> **What is expected**: In the records below, rename "front door" as "entrance door" and write the records out again with nothing else altered. Leave the pictures out.

------------------------

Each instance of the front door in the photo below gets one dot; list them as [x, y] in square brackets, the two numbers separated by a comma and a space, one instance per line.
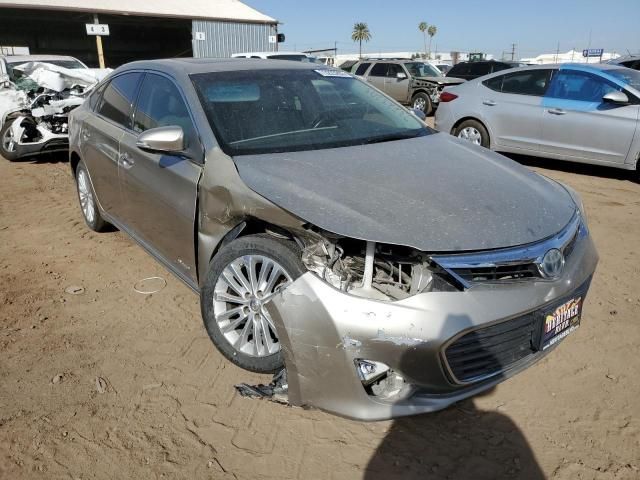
[160, 189]
[577, 124]
[397, 88]
[101, 134]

------------------------

> **Problem solution**:
Each instance of the entrance door in the photo below gets one dot; list them as [x, y] in square brackets, the two numbers separated by a comma and a space, one instance per line.
[160, 189]
[577, 124]
[397, 88]
[101, 134]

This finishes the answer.